EXTRACT TO READ
Contracts with under-aged are high-risk

“Only ever be guarantor for hire purchases for your own kids; because if they don’t pay the loan, you can kick their butts.” I worked my way through university as a salesperson for a big-ticket-item retailer and I will always remember that advice from one of my customers. From law school, I now know it to be good advice. There are a number of cases about things going horribly wrong with finance contracts and young people. But it’s not just parents or guarantors who lose out. In a recent case a finance company lost about $10,000 in unrecovered payments after it gave a car loan to a 17-year-old, but couldn’t enforce the contract when the borrower defaulted.

In New Zealand, a minor is a person who has not yet attained the age of 18 years. We have an act called the Minors Contracts Act 1969 that sets out rules for enforcing contracts against minors: For most contracts, including loan contracts, there is a rule that the contract cannot be enforced against the minor unless the court first gives permission. The court can choose to permit enforcement of the contract only if it is satisfied that the contract was fair and reasonable at the time when it was entered into. However, this is at the court’s discretion, and it can choose to say no.

Who would give a loan to a 17-year-old? A person who made a mistake in the paperwork would. The finance company’s loans officer correctly wrote down the borrower’s date of birth, but then wrongly calculated that person’s age as 18 when he was really only 17. After the loan was made, the borrower missed all of the repayments on the car. The finance company repossessed and sold the car. The sale price wasn’t enough to cover the loan; so the finance company wanted to sue the borrower for the balance.

WORK TO DO
Repeat word for word everything in the text above on contracts with minors, from "In New Zealand, a" down to "choose to say no.".

PROVIDED MATERIAL
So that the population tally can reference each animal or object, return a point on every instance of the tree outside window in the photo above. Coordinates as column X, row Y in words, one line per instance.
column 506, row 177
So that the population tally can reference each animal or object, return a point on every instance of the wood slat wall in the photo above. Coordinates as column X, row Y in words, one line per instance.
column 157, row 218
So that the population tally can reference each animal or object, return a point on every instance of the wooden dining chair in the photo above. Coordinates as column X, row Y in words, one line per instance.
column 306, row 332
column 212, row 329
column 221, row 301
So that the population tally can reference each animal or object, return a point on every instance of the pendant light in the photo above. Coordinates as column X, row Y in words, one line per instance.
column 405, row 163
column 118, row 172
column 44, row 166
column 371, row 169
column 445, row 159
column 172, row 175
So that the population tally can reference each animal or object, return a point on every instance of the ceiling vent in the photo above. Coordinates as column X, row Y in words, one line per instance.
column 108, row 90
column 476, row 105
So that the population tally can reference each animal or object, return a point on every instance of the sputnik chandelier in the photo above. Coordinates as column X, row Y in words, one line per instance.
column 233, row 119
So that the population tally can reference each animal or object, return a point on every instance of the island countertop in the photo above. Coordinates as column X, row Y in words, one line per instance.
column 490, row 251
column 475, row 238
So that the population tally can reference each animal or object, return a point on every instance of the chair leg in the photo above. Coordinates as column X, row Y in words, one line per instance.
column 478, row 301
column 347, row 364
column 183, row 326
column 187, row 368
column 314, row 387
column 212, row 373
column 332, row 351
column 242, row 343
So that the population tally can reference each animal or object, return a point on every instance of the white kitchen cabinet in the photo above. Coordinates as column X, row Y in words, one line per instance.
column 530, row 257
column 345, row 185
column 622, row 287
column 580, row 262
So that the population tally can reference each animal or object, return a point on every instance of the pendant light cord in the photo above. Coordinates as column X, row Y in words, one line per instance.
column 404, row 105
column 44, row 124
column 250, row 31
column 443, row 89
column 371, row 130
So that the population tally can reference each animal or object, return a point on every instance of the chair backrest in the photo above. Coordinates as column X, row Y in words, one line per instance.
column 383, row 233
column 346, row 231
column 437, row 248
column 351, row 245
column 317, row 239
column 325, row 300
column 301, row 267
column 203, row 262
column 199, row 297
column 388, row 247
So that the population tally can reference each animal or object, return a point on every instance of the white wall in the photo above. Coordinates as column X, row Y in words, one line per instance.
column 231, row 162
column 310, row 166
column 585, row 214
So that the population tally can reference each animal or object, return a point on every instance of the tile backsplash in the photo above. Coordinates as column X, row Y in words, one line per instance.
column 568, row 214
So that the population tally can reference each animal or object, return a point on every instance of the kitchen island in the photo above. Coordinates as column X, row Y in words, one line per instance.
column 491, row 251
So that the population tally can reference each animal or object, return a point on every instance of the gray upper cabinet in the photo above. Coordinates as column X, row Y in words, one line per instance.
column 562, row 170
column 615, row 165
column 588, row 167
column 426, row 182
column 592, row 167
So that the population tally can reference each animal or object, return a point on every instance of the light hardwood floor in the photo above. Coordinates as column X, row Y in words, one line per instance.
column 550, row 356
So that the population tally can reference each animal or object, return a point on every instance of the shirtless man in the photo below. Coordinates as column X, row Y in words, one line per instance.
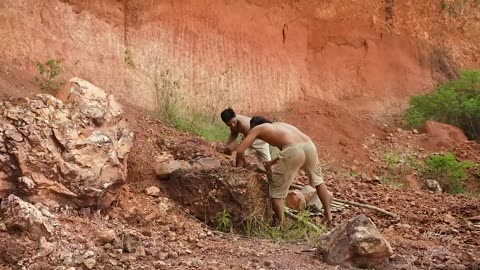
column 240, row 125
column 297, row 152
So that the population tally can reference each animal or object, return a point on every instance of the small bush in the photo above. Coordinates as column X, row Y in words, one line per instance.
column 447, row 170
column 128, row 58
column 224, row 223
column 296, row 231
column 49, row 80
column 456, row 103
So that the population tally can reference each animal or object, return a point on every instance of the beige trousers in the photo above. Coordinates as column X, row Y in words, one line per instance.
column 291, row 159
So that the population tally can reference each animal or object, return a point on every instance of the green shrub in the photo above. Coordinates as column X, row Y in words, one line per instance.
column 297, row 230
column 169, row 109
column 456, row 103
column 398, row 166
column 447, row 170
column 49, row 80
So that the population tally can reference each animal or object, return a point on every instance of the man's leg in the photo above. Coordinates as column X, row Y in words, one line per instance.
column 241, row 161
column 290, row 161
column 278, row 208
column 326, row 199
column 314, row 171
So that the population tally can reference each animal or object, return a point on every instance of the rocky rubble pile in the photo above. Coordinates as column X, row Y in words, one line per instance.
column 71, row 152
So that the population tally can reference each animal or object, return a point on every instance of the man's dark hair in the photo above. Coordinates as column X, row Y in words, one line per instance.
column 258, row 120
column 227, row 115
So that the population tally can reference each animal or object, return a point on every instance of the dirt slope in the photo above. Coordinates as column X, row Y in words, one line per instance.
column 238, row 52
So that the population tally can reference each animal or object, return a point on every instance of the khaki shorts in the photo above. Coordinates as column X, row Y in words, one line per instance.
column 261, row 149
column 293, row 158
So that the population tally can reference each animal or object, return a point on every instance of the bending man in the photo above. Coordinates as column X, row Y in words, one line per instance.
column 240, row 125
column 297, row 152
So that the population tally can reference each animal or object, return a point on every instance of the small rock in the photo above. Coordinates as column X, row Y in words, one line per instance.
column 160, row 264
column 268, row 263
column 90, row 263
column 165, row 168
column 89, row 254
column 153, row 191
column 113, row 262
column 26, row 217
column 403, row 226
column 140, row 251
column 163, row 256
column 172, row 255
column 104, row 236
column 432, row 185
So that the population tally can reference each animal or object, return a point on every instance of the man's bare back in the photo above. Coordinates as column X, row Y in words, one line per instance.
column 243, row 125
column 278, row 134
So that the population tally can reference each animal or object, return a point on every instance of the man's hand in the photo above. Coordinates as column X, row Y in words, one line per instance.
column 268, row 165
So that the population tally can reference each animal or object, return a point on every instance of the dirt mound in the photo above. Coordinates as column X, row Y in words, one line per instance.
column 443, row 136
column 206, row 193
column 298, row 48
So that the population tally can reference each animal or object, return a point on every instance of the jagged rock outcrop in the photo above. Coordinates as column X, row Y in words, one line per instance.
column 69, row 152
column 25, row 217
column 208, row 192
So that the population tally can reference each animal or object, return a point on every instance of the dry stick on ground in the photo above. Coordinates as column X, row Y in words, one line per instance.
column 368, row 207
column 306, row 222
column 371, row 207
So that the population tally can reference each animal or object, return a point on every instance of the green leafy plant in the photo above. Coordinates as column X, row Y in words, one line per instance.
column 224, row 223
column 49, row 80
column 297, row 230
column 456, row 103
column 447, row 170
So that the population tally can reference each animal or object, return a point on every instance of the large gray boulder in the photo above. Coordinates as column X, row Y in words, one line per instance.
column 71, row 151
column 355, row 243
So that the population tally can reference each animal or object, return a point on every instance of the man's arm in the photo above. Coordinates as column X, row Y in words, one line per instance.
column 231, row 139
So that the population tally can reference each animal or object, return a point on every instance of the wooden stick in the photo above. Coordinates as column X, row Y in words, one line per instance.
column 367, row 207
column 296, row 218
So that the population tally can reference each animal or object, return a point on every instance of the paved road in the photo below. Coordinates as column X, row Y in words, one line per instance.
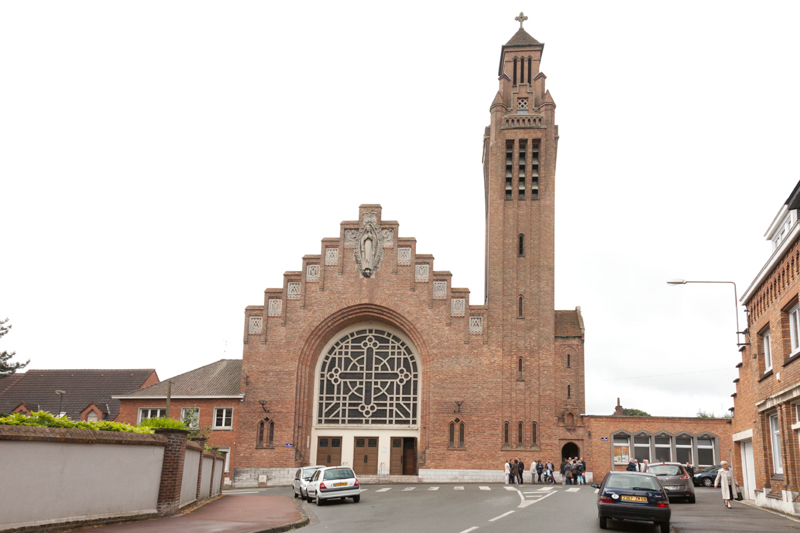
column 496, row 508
...
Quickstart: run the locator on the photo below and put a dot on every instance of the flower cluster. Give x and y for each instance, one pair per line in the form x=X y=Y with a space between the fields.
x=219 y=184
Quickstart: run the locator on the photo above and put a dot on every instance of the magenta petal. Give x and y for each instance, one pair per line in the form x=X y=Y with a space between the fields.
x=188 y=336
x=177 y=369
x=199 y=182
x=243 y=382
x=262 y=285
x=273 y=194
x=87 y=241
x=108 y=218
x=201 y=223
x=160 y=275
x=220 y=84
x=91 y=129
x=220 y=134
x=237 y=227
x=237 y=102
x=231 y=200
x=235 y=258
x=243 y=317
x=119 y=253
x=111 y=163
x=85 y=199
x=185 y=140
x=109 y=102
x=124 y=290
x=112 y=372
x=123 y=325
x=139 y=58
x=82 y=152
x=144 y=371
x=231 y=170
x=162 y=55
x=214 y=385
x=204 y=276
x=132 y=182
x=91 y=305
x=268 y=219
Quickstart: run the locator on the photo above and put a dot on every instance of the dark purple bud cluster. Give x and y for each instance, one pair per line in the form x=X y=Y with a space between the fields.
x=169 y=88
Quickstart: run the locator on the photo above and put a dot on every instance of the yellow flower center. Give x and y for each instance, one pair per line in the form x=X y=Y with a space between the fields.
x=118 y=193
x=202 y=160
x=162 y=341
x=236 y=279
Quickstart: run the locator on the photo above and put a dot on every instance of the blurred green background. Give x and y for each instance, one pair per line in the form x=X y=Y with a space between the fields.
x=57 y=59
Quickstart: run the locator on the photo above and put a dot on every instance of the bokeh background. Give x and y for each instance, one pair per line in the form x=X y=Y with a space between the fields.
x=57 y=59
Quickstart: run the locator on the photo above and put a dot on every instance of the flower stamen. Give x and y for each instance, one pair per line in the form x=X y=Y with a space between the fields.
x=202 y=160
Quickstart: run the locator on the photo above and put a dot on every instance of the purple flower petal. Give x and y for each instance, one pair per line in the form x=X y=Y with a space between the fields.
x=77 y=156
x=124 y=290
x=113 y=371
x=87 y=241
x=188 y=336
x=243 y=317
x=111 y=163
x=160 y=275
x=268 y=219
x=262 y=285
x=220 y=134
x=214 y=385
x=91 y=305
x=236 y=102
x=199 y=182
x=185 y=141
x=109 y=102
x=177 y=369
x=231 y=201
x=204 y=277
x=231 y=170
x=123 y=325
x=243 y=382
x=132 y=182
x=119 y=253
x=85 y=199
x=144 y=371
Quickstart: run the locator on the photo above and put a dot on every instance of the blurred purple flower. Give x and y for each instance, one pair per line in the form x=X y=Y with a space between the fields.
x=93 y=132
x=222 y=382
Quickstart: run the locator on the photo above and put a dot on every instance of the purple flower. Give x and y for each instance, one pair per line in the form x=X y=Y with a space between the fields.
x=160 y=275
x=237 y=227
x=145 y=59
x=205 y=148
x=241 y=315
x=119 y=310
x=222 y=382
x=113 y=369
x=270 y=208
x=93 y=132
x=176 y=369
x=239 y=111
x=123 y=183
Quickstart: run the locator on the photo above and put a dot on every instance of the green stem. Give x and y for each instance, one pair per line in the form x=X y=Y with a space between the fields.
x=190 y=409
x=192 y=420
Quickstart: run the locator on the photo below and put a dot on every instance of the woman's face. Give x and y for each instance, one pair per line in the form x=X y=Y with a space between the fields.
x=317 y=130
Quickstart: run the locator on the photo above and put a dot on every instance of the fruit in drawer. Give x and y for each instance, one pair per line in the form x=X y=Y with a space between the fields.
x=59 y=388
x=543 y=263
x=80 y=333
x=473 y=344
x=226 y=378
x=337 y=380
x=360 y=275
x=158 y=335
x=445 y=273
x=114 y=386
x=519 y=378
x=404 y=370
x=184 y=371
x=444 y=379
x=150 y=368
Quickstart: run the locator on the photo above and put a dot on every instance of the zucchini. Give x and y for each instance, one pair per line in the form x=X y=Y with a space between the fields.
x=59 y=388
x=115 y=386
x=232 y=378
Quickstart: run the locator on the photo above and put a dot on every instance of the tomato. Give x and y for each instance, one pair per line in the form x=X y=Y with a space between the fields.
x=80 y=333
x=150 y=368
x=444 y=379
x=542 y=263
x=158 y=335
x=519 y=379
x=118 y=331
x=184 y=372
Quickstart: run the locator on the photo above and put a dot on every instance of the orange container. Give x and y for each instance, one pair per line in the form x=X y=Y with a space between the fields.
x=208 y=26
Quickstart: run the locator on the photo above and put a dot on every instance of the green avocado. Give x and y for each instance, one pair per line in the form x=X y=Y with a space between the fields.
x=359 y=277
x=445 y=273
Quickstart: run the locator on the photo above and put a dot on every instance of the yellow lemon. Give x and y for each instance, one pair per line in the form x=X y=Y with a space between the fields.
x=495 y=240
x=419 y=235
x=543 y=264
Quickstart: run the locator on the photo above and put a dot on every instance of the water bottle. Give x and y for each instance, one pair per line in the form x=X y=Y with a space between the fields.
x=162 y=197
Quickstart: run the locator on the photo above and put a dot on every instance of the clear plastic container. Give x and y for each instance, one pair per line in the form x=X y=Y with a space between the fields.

OUTPUT BELOW
In New Zealand, a minor is a person who has not yet attained the age of 18 years. We have an act called the Minors Contracts Act 1969 that sets out rules for enforcing contracts against minors: For most contracts, including loan contracts, there is a rule that the contract cannot be enforced against the minor unless the court first gives permission. The court can choose to permit enforcement of the contract only if it is satisfied that the contract was fair and reasonable at the time when it was entered into. However, this is at the court’s discretion, and it can choose to say no.